**TASK BRIEF:**
Write out the entire market update below, word for word.

When using the four-week average, initial jobless claims were 218,750, down from last week’s reading of 219,000. It’s worth noting that this figure has been in an overall uptrend since the end of September.
In addition, Continuing Jobless Claims, which measures the number of unemployed people who qualify for unemployment insurance, came in at 1.493 million. This was above the forecast of 1.475 million and higher than last week’s print of 1.487 million.
Continuing Jobless Claims are currently sitting near their lowest levels since 1970. Relatively speaking, this suggests that individuals aren’t struggling to find other jobs after being laid off.
However, it’ll be interesting to see what will happen going forward as the Federal Reserve’s tightening policy slowly begins taking effect.
Stocks See an Explosive Rally; Treasury Yields Plunge
Last Updated 10:00AM EST
Stock indices are exploding to the upside after 30 minutes of trading. As of 10:00 a.m. EST, the Dow Jones Industrial Average, the S&P 500, and the Nasdaq 100 are down 2.8%, 4.2%, and 5.6%, respectively. This can be attributed to a lighter-than-expected CPI report which suggests that inflation may be easing.
WTI crude oil remains below $90 per barrel as investors weigh the impact of a softening outlook that’s being caused by recession fears.
Meanwhile, bond yields plunged to start the day, as the U.S. 10-Year Treasury yield is now hovering around 3.85%. This represents a decrease of more than 24 basis points from the previous close.
Similar movements can be seen with the Two-Year yield, which is now at 4.31%. However, the spread between the 10-Year and Three-Month U.S. Treasury yields is still negative, as it currently sits at -31 basis points.
Futures Up as Midterms and CPI Report Keep Market Abuzz
First Published 6:31AM EST
Stock futures are inching higher in the early hours of Thursday as investors are looking to welcome a big day for the eco-political scene —the October inflation reading and the midterm election results.
The indexes closed the regular trading hours of Wednesday in the red. The S&P 500, the Dow, and the Nasdaq 100 dipped 2.08%, 1.95%, and 2.37%, respectively.

**THE DATA:**
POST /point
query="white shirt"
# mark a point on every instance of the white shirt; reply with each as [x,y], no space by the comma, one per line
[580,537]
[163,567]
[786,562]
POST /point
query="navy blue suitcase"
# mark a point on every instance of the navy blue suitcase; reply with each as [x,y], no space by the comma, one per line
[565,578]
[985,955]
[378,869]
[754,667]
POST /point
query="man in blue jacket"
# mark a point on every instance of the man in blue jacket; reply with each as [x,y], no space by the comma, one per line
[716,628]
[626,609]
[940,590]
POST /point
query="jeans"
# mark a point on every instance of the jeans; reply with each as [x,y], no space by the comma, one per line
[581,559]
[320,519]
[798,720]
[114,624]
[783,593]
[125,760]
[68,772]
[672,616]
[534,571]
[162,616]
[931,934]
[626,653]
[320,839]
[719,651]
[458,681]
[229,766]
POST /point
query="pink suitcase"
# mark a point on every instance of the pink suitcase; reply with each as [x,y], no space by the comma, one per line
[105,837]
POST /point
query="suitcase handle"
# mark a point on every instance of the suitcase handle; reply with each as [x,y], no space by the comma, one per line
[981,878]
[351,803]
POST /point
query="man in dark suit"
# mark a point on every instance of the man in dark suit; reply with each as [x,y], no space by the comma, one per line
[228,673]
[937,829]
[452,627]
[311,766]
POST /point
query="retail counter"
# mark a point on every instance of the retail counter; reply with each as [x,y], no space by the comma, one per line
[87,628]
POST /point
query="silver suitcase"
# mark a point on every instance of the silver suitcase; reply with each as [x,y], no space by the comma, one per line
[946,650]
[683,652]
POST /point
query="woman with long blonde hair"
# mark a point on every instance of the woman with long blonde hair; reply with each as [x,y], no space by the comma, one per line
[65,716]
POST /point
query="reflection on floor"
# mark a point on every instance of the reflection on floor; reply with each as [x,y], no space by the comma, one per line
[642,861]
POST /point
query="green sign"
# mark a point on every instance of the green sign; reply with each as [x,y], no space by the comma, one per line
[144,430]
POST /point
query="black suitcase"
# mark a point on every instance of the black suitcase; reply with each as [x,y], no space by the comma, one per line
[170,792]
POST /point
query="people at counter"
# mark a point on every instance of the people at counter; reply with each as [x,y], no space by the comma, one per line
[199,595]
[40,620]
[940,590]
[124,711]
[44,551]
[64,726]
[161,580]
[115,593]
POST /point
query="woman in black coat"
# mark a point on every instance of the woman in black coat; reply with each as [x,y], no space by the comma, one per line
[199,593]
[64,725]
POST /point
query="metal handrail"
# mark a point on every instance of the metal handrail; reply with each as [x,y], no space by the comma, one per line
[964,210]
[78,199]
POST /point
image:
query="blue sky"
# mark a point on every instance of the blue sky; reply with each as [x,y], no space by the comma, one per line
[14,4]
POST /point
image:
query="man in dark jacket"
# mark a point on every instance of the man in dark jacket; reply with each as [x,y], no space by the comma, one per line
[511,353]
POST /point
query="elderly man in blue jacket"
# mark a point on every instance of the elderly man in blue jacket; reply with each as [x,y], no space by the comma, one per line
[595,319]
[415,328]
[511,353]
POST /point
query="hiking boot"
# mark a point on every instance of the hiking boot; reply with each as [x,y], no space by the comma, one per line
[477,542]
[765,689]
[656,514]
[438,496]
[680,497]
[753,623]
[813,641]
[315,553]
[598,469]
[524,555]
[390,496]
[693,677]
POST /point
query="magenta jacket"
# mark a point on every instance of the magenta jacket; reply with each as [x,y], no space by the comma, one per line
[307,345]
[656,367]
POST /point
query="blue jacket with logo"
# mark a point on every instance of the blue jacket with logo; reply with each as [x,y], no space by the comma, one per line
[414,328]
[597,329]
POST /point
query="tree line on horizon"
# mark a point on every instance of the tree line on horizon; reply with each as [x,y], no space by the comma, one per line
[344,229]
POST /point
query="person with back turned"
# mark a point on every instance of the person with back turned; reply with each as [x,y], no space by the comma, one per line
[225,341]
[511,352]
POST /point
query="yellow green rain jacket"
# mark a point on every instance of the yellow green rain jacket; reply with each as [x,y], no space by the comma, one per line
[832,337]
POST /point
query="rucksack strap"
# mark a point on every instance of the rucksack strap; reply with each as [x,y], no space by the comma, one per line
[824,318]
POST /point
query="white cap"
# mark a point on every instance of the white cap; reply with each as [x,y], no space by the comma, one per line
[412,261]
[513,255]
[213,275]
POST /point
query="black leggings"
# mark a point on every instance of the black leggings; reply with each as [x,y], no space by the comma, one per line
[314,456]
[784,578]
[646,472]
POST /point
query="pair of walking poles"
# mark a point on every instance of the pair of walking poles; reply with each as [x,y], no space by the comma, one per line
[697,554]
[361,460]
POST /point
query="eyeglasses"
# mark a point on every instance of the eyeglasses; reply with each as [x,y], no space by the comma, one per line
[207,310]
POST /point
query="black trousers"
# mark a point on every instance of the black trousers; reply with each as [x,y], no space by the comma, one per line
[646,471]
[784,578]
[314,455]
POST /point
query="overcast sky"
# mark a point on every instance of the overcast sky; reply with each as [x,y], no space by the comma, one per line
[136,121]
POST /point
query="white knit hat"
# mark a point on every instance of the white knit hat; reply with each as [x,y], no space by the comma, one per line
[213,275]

**ANSWER BOX:**
When using the four-week average, initial jobless claims were 218,750, down from last week’s reading of 219,000. It’s worth noting that this figure has been in an overall uptrend since the end of September.
In addition, Continuing Jobless Claims, which measures the number of unemployed people who qualify for unemployment insurance, came in at 1.493 million. This was above the forecast of 1.475 million and higher than last week’s print of 1.487 million.
Continuing Jobless Claims are currently sitting near their lowest levels since 1970. Relatively speaking, this suggests that individuals aren’t struggling to find other jobs after being laid off.
However, it’ll be interesting to see what will happen going forward as the Federal Reserve’s tightening policy slowly begins taking effect.
Stocks See an Explosive Rally; Treasury Yields Plunge
Last Updated 10:00AM EST
Stock indices are exploding to the upside after 30 minutes of trading. As of 10:00 a.m. EST, the Dow Jones Industrial Average, the S&P 500, and the Nasdaq 100 are down 2.8%, 4.2%, and 5.6%, respectively. This can be attributed to a lighter-than-expected CPI report which suggests that inflation may be easing.
WTI crude oil remains below $90 per barrel as investors weigh the impact of a softening outlook that’s being caused by recession fears.
Meanwhile, bond yields plunged to start the day, as the U.S. 10-Year Treasury yield is now hovering around 3.85%. This represents a decrease of more than 24 basis points from the previous close.
Similar movements can be seen with the Two-Year yield, which is now at 4.31%. However, the spread between the 10-Year and Three-Month U.S. Treasury yields is still negative, as it currently sits at -31 basis points.
Futures Up as Midterms and CPI Report Keep Market Abuzz
First Published 6:31AM EST
Stock futures are inching higher in the early hours of Thursday as investors are looking to welcome a big day for the eco-political scene —the October inflation reading and the midterm election results.
The indexes closed the regular trading hours of Wednesday in the red. The S&P 500, the Dow, and the Nasdaq 100 dipped 2.08%, 1.95%, and 2.37%, respectively.